> [DIRECTIONS]: Given the entries that follow, write out exactly the lines starting at the one containing "point(397, 195)" and ending at the one containing "point(538, 455)", both ends included, and only those.

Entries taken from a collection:
====
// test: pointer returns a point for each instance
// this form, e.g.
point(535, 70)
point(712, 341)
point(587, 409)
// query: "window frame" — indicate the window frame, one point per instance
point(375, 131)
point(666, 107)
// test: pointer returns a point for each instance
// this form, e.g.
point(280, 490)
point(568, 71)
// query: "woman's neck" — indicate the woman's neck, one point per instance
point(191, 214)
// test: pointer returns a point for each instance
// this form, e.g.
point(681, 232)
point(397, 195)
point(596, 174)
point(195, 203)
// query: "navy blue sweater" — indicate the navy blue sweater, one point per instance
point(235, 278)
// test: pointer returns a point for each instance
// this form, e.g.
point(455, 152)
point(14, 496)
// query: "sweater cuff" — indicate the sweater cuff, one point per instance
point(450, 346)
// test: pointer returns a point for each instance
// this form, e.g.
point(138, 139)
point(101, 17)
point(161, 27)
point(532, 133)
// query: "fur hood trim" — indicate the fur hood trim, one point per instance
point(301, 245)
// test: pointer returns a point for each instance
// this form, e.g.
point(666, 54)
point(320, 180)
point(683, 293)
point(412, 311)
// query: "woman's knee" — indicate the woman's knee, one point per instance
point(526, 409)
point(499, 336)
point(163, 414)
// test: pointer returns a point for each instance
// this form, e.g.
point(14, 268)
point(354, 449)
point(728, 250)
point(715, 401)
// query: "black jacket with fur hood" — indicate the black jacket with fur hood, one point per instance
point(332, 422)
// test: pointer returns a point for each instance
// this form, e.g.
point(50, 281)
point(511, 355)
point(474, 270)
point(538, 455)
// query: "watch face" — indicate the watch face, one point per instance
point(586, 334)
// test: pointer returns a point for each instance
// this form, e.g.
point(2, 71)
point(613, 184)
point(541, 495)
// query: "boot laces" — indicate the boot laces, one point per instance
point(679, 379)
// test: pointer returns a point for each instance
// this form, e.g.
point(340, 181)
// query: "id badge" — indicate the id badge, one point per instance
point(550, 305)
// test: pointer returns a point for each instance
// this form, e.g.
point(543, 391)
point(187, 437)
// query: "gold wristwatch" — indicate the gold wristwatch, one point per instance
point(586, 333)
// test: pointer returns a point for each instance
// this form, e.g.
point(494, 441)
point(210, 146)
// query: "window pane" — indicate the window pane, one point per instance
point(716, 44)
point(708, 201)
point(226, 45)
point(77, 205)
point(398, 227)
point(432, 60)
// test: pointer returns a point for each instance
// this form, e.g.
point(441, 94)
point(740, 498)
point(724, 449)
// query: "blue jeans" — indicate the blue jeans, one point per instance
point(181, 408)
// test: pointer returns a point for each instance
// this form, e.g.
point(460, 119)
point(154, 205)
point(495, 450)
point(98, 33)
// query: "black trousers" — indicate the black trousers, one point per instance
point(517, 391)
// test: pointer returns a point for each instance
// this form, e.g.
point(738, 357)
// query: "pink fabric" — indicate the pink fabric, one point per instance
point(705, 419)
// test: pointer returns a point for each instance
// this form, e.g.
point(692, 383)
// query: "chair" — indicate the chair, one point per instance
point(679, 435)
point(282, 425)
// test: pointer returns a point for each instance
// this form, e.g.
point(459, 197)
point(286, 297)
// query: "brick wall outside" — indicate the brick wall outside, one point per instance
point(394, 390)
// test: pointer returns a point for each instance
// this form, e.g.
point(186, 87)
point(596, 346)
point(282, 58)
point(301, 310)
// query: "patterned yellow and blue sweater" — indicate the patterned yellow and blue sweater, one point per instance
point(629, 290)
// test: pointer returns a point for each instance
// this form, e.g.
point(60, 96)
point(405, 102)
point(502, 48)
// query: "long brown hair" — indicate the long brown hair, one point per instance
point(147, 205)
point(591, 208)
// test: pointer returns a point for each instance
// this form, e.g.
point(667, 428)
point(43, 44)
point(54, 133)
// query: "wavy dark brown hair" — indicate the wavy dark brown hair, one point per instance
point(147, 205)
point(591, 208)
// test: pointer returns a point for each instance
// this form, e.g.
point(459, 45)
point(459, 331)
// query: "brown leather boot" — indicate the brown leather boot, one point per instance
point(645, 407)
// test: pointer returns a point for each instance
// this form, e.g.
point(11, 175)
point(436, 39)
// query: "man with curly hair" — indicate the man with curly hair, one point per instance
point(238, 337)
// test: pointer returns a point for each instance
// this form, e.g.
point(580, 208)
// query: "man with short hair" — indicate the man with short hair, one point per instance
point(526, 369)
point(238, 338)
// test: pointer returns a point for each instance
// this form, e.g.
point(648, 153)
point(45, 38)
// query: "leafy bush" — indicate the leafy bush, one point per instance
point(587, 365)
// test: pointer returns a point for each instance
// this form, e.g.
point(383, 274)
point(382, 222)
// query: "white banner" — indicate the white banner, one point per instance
====
> [YOUR SOLUTION]:
point(397, 195)
point(596, 174)
point(195, 203)
// query: "navy blue sweater" — indicate the navy blue sweater, one point per instance
point(235, 278)
// test: pointer returns a point for each instance
// this form, e.g.
point(455, 152)
point(14, 496)
// query: "sweater cuff" — indicate the sweater cuff, one point per instance
point(450, 346)
// test: pointer returns a point for each instance
// this form, e.g.
point(138, 139)
point(101, 17)
point(161, 27)
point(532, 133)
// query: "fur hood trim" — indicate the fur hood trim, one point per instance
point(301, 245)
// test: pointer returns a point for each instance
// this form, e.g.
point(666, 54)
point(320, 180)
point(683, 293)
point(412, 311)
// query: "woman's knee" — indicate the woman's knee, one point per instance
point(526, 409)
point(499, 336)
point(163, 414)
// test: pointer returns a point for each instance
// this form, e.g.
point(14, 268)
point(354, 449)
point(728, 250)
point(715, 401)
// query: "black jacket with fur hood" — indicate the black jacket with fur hood, one point per instance
point(332, 422)
// test: pointer returns a point for each instance
// this form, e.g.
point(50, 281)
point(511, 355)
point(474, 270)
point(538, 455)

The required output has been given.